WORK INSTRUCTIONS
Restate each entry word for word, leaving nothing out.
+++ STORED RECORDS +++
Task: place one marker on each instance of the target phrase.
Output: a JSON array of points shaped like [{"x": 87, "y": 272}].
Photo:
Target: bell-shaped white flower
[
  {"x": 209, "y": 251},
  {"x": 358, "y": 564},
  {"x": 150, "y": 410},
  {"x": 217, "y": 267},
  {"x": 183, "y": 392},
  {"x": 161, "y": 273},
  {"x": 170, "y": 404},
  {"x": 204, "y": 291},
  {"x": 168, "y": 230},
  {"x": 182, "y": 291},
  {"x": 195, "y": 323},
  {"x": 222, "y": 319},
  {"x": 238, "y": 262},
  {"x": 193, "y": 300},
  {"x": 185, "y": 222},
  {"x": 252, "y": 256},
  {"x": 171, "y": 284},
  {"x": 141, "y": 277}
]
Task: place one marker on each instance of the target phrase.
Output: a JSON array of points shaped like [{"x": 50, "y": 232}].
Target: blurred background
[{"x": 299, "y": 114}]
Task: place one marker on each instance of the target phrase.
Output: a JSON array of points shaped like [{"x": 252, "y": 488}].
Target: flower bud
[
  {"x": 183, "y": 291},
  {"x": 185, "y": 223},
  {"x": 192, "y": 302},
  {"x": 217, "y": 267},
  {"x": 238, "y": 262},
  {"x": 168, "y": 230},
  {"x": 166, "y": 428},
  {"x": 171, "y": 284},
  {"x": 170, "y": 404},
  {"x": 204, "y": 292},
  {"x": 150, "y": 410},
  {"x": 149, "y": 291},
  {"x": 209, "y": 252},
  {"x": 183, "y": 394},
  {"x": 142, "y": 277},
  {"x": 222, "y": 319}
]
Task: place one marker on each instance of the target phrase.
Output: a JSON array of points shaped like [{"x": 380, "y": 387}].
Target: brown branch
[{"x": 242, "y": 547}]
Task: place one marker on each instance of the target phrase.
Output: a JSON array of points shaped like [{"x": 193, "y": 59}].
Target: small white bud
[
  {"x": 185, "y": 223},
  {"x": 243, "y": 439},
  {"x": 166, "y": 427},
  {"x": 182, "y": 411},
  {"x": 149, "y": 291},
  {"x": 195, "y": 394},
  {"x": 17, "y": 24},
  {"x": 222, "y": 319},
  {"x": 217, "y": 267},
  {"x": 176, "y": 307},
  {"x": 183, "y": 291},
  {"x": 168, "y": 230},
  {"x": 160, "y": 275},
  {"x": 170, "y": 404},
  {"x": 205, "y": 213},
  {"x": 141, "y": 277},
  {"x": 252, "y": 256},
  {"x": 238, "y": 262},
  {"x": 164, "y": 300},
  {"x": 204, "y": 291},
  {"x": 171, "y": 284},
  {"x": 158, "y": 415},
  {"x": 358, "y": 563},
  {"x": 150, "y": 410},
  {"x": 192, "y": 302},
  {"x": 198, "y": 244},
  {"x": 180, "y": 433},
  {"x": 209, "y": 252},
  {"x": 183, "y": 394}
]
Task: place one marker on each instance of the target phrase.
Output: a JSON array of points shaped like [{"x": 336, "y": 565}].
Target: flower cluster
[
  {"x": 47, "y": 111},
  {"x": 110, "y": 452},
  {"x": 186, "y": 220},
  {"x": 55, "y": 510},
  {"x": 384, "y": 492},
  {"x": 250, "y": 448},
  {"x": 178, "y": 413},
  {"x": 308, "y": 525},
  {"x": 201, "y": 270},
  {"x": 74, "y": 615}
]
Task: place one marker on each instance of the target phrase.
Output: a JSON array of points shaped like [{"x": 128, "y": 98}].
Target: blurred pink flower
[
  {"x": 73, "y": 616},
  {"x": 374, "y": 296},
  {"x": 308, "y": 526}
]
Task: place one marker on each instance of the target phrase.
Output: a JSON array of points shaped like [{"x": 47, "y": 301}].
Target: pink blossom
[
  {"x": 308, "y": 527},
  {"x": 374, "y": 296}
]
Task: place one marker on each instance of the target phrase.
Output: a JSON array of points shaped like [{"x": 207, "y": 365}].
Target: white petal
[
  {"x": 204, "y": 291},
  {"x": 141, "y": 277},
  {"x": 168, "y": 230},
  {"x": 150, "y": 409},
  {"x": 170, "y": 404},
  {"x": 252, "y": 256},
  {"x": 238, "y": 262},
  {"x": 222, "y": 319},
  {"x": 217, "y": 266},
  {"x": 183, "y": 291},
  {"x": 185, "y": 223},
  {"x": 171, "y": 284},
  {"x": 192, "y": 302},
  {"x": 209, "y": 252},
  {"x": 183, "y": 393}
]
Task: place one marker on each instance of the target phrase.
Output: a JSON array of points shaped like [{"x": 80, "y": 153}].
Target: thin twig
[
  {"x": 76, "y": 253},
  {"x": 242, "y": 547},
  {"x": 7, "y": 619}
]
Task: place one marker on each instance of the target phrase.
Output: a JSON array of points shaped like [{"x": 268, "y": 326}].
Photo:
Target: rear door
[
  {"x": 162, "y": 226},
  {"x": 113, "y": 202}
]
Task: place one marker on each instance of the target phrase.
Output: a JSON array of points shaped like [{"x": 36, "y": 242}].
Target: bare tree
+++
CORRECT ANSWER
Task: place one marker on each instance of the target phrase.
Output: a JSON array of points shaped like [{"x": 87, "y": 272}].
Photo:
Target: bell-shaped white flower
[
  {"x": 209, "y": 251},
  {"x": 358, "y": 564},
  {"x": 150, "y": 410},
  {"x": 217, "y": 267},
  {"x": 183, "y": 392},
  {"x": 161, "y": 273},
  {"x": 170, "y": 404},
  {"x": 204, "y": 291},
  {"x": 168, "y": 230},
  {"x": 182, "y": 291},
  {"x": 195, "y": 323},
  {"x": 222, "y": 319},
  {"x": 238, "y": 262},
  {"x": 193, "y": 300},
  {"x": 185, "y": 222},
  {"x": 252, "y": 256},
  {"x": 171, "y": 284},
  {"x": 141, "y": 277}
]
Task: place one marker on each instance of the target phrase.
Output: a JSON array of points shaped like [{"x": 50, "y": 232}].
Target: blurred background
[{"x": 299, "y": 114}]
Task: place one marker on each instance of the target phrase.
Output: a JSON array of points shaped like [{"x": 252, "y": 488}].
Target: flower bud
[
  {"x": 183, "y": 291},
  {"x": 185, "y": 223},
  {"x": 192, "y": 302},
  {"x": 217, "y": 267},
  {"x": 238, "y": 262},
  {"x": 168, "y": 230},
  {"x": 166, "y": 428},
  {"x": 171, "y": 284},
  {"x": 170, "y": 404},
  {"x": 204, "y": 292},
  {"x": 150, "y": 410},
  {"x": 149, "y": 291},
  {"x": 209, "y": 252},
  {"x": 183, "y": 394},
  {"x": 142, "y": 277},
  {"x": 222, "y": 319}
]
Task: place one marker on each instance of the target phrase.
Output: a JSON array of points shaped like [{"x": 380, "y": 387}].
Target: brown branch
[{"x": 242, "y": 547}]
Task: place one marker on each instance of the target phrase.
Output: a JSON array of points shaped like [{"x": 193, "y": 59}].
Target: small white bud
[
  {"x": 185, "y": 223},
  {"x": 243, "y": 439},
  {"x": 166, "y": 427},
  {"x": 182, "y": 411},
  {"x": 149, "y": 291},
  {"x": 195, "y": 394},
  {"x": 17, "y": 24},
  {"x": 222, "y": 319},
  {"x": 217, "y": 267},
  {"x": 176, "y": 307},
  {"x": 183, "y": 291},
  {"x": 168, "y": 230},
  {"x": 160, "y": 275},
  {"x": 170, "y": 404},
  {"x": 205, "y": 213},
  {"x": 141, "y": 277},
  {"x": 252, "y": 256},
  {"x": 238, "y": 262},
  {"x": 164, "y": 300},
  {"x": 204, "y": 291},
  {"x": 171, "y": 284},
  {"x": 158, "y": 415},
  {"x": 358, "y": 563},
  {"x": 150, "y": 410},
  {"x": 192, "y": 302},
  {"x": 198, "y": 244},
  {"x": 180, "y": 433},
  {"x": 209, "y": 252},
  {"x": 183, "y": 394}
]
Task: place one marker on each instance of the target phrase.
Output: a JSON array of points shaped like [{"x": 336, "y": 565}].
Target: flower cluster
[
  {"x": 47, "y": 111},
  {"x": 110, "y": 452},
  {"x": 186, "y": 220},
  {"x": 55, "y": 510},
  {"x": 384, "y": 492},
  {"x": 250, "y": 448},
  {"x": 178, "y": 413},
  {"x": 308, "y": 525},
  {"x": 201, "y": 270},
  {"x": 74, "y": 615}
]
Task: place one marker on each instance of the target phrase.
Output: a JSON array of points shaped like [{"x": 128, "y": 98}].
Target: blurred pink flower
[
  {"x": 73, "y": 616},
  {"x": 374, "y": 296},
  {"x": 308, "y": 526}
]
Task: place one marker on each instance of the target phrase.
Output: a JSON array of points shaped like [{"x": 47, "y": 301}].
Target: pink blossom
[
  {"x": 308, "y": 527},
  {"x": 374, "y": 296}
]
Task: place one marker on each instance of the target phrase.
Output: a JSON array of points shaped like [{"x": 207, "y": 365}].
Target: white petal
[
  {"x": 204, "y": 291},
  {"x": 141, "y": 277},
  {"x": 168, "y": 230},
  {"x": 150, "y": 409},
  {"x": 170, "y": 404},
  {"x": 252, "y": 256},
  {"x": 238, "y": 262},
  {"x": 222, "y": 319},
  {"x": 217, "y": 266},
  {"x": 183, "y": 291},
  {"x": 185, "y": 223},
  {"x": 171, "y": 284},
  {"x": 192, "y": 302},
  {"x": 209, "y": 252},
  {"x": 183, "y": 393}
]
Task: place one marker on each instance of the target phrase.
Output: a JSON array of points shaped like [{"x": 80, "y": 153}].
Target: thin twig
[
  {"x": 76, "y": 253},
  {"x": 242, "y": 547},
  {"x": 7, "y": 619}
]
Task: place one marker on each instance of the target phrase.
Output: a JSON array of points shaped like [{"x": 268, "y": 326}].
Photo:
Target: rear door
[
  {"x": 162, "y": 226},
  {"x": 113, "y": 202}
]
Task: place one marker on each instance of the target phrase.
Output: a JSON array of points shaped like [{"x": 36, "y": 242}].
Target: bare tree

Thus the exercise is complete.